State how many lines in the items below contain the string "graffiti", matching case exactly, and give only the number.

● Data for processing:
(begin)

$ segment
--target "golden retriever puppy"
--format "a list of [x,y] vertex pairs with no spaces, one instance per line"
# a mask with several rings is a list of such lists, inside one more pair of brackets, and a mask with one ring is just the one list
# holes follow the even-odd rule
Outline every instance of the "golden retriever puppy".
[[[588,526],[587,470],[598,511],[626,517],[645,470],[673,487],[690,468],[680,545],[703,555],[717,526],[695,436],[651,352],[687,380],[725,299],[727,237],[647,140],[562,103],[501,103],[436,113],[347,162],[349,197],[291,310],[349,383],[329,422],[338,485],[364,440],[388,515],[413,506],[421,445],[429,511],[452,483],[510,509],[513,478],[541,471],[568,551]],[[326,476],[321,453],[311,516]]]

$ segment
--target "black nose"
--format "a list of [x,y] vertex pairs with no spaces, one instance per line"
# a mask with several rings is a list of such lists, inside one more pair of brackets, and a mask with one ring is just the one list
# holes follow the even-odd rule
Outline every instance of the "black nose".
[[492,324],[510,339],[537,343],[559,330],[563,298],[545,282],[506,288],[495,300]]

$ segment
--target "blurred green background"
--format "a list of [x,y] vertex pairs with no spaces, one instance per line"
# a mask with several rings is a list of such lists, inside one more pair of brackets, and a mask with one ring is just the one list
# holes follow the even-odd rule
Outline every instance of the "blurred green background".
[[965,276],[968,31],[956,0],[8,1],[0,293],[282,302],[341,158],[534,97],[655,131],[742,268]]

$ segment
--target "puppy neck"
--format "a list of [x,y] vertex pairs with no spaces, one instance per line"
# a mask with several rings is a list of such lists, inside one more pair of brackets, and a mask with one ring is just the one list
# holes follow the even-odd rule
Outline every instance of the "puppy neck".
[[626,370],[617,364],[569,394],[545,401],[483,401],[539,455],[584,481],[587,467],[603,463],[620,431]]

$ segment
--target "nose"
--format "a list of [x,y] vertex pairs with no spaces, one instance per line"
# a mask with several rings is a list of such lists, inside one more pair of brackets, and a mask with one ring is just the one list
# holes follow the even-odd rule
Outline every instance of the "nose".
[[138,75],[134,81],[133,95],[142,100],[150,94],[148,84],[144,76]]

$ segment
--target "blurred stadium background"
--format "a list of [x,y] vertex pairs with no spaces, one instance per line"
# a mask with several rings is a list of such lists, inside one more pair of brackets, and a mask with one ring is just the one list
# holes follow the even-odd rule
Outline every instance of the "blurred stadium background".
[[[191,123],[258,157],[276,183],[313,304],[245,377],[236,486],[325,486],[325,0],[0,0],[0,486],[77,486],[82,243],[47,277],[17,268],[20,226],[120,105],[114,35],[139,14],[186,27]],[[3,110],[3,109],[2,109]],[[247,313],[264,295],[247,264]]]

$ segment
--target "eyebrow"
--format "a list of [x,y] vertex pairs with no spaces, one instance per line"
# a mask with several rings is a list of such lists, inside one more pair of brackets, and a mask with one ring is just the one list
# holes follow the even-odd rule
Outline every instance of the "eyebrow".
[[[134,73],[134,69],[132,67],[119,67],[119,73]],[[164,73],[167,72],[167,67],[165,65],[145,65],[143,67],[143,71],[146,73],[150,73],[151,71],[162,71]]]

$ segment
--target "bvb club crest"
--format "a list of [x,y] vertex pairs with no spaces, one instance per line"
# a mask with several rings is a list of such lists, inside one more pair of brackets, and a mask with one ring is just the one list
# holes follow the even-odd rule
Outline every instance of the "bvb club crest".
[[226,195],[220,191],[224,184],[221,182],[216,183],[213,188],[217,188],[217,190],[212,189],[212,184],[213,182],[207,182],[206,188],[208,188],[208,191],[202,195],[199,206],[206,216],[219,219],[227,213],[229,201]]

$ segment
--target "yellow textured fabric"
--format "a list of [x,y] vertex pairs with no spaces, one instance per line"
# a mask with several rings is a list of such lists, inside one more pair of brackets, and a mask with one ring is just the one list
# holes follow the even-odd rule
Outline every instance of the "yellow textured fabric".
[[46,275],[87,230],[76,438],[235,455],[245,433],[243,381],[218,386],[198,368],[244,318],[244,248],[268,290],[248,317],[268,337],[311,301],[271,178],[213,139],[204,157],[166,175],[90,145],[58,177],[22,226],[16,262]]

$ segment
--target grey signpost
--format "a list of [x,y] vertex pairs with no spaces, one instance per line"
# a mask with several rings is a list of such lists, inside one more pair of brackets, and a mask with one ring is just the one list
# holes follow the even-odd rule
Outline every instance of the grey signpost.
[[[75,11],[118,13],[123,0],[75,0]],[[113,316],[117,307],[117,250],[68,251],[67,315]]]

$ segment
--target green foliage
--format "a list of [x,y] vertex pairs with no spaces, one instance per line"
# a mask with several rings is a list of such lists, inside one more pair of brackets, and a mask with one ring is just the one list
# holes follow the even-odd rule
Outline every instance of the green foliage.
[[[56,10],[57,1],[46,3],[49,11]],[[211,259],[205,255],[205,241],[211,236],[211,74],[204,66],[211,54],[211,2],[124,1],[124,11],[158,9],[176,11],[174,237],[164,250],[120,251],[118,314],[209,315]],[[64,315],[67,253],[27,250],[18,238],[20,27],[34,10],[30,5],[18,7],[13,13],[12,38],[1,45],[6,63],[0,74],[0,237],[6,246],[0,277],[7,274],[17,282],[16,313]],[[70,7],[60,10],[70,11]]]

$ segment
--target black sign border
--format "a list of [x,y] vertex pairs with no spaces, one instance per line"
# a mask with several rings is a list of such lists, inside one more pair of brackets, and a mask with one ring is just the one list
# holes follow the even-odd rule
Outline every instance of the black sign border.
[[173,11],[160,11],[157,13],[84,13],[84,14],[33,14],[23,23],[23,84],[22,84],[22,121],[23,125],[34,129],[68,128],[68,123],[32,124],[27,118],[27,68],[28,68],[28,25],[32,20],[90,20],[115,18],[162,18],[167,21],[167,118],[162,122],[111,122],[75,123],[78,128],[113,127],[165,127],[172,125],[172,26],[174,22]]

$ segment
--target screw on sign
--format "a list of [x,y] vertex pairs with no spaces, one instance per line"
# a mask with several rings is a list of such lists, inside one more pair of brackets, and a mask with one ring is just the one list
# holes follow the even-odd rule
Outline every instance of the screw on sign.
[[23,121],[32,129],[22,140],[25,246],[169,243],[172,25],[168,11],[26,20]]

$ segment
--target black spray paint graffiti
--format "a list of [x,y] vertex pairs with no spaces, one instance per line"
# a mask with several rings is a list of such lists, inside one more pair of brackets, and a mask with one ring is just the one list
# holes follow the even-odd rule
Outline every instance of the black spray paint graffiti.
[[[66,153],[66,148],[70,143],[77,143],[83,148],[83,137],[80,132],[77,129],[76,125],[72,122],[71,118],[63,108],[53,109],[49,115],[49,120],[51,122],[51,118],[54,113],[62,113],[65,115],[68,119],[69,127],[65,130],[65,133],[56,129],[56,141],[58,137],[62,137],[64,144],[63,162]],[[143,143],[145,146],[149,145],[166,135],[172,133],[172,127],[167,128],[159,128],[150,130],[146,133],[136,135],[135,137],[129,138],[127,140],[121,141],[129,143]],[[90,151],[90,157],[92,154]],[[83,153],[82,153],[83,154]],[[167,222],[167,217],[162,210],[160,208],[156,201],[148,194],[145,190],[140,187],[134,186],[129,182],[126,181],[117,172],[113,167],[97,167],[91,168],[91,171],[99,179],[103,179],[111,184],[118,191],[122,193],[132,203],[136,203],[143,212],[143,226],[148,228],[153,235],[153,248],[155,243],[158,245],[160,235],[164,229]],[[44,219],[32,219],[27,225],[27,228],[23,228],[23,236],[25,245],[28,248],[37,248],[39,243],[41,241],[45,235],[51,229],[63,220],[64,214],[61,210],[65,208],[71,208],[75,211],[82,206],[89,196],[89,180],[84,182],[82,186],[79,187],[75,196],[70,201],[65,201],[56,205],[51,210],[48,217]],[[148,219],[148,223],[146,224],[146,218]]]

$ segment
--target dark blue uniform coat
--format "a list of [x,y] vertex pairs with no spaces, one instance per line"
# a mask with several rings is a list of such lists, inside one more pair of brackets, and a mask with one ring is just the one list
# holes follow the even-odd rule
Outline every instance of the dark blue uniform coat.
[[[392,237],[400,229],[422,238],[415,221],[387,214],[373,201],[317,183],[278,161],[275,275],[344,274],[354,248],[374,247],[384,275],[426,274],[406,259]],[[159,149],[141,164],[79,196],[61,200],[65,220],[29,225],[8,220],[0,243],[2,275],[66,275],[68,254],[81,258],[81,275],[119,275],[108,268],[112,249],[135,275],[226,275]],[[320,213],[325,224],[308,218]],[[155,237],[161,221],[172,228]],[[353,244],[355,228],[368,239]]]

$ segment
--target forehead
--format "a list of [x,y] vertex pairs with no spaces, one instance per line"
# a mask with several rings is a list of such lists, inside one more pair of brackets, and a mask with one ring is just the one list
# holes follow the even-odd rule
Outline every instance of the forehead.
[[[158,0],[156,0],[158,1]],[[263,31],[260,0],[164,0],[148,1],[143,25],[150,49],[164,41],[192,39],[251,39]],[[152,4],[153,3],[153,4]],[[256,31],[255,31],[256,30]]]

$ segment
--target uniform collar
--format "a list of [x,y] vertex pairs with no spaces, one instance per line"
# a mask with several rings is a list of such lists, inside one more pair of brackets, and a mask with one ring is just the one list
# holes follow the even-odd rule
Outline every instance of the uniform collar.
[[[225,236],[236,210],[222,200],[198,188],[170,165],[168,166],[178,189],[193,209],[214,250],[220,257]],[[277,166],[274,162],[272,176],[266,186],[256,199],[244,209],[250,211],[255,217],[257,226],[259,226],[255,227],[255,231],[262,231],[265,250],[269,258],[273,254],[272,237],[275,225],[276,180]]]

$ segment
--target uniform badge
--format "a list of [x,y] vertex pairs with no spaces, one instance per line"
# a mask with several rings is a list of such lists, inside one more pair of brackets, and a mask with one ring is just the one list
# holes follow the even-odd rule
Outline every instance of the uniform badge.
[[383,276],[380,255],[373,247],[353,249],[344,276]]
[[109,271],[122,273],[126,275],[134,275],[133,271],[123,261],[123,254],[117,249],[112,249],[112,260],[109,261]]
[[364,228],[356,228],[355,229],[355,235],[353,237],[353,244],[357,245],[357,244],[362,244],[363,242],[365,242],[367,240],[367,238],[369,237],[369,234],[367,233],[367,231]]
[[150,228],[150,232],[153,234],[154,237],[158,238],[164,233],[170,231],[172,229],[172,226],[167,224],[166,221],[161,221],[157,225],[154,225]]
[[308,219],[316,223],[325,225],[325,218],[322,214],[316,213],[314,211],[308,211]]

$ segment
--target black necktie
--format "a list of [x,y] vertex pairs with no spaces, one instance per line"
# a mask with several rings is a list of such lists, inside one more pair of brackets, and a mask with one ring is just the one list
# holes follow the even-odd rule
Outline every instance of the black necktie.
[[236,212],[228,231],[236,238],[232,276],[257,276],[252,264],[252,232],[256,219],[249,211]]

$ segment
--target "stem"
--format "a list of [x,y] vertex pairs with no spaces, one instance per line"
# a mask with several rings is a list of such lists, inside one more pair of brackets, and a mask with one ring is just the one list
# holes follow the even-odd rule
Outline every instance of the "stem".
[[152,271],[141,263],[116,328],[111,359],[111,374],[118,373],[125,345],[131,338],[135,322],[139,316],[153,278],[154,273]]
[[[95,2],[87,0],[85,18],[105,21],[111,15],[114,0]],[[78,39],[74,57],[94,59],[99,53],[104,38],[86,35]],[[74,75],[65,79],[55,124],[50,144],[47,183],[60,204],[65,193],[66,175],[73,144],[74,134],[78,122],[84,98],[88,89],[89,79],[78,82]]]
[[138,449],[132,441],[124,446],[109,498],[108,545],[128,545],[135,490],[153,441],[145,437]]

(end)

● The completed task: 2